- Born: Mariusz Szczęsny Ziółkowski October 20, 1953 (age 72) Warsaw, Warsaw Voivodeship, Polish People's Republic
- Known for: Archaeology of the Americas
- Honours: ,

Academic background
- Alma mater: University of Warsaw (1977)
- Thesis: Pachap unanchan: el calendario metropolitano del Imperio Inka

Academic work
- Institutions: Faculty of Archaeology, University of Warsaw
- Website: Mariusz Ziolkowski publications on Academia.edu

= Mariusz Ziółkowski =

Polish archaeologist and academic

Mariusz Ziółkowski (born October 20, 1953, in Warsaw) – Polish archaeologist, professor of humanities, professor at the University of Warsaw, head of the Pre-Columbian Research Center, and associate professor at the Catholic University of Santa María in Arequipa, Peru.

From 1972 to 1977, Ziółkowski studied archaeology and art history at the University of Warsaw. In 1974, he obtained the Diplôme des Hautes Etudes de Langue et Civilisation Françaises in Paris, and in 1986, he defended his doctoral thesis entitled Pachap unanchan: el calendario metropolitano del Imperio Inka at his alma mater. In 1997, he obtained habilitation for his work on Studium La guerra de los wawquis: Los mecanismos y los objetivos de la rivalidad dentro de la élite inca, s. XV – XVI.

» Exercise directions
Copy the biographical text on Mariusz Ziółkowski from "From 1972 to" up to and including "s. XV – XVI.", reproducing the wording without any changes.

» Extracted information

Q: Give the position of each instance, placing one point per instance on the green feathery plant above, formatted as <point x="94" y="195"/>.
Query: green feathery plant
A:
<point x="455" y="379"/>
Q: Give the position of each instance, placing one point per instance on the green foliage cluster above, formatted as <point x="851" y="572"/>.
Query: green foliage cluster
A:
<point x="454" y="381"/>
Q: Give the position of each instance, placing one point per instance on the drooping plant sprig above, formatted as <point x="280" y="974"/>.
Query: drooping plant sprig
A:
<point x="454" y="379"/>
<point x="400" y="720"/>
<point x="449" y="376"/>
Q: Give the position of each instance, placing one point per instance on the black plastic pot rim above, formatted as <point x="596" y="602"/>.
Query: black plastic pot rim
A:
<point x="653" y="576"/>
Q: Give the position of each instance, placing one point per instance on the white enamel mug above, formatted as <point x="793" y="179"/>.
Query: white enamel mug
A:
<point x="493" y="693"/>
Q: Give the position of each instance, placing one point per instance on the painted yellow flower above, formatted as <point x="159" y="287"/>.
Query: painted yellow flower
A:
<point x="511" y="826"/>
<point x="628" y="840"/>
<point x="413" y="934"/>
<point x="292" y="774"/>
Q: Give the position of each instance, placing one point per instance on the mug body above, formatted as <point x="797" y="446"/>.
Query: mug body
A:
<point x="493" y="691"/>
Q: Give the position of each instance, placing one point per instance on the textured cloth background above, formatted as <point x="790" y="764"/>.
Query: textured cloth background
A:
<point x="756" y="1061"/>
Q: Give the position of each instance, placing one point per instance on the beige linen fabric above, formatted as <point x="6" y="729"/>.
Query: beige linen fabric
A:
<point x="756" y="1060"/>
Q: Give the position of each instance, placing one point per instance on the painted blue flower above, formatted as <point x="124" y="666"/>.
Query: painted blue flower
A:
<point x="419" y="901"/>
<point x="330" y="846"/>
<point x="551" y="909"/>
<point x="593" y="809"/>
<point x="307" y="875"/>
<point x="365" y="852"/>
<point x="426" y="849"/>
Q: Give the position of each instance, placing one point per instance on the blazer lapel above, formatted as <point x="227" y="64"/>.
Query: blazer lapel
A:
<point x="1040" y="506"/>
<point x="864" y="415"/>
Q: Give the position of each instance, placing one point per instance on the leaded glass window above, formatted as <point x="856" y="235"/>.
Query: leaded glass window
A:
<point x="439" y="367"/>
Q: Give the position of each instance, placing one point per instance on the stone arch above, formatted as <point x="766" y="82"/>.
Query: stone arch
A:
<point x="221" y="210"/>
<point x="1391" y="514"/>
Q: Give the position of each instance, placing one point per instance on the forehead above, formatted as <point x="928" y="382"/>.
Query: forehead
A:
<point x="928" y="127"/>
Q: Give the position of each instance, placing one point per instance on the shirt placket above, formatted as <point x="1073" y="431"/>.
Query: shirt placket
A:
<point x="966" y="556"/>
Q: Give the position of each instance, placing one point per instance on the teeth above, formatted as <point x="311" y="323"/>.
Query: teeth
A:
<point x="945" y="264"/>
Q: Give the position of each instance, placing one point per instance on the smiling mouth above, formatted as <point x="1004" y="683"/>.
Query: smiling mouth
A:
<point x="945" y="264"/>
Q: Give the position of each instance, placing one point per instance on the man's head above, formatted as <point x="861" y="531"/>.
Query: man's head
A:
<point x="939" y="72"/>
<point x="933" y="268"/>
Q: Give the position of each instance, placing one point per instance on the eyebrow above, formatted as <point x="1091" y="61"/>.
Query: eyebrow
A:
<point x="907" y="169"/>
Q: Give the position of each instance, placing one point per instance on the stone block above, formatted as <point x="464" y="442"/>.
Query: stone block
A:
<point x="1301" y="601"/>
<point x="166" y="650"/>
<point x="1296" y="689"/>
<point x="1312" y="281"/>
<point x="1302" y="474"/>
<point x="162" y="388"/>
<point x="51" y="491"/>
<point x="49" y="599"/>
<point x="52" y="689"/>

» The reply
From 1972 to 1977, Ziółkowski studied archaeology and art history at the University of Warsaw. In 1974, he obtained the Diplôme des Hautes Etudes de Langue et Civilisation Françaises in Paris, and in 1986, he defended his doctoral thesis entitled Pachap unanchan: el calendario metropolitano del Imperio Inka at his alma mater. In 1997, he obtained habilitation for his work on Studium La guerra de los wawquis: Los mecanismos y los objetivos de la rivalidad dentro de la élite inca, s. XV – XVI.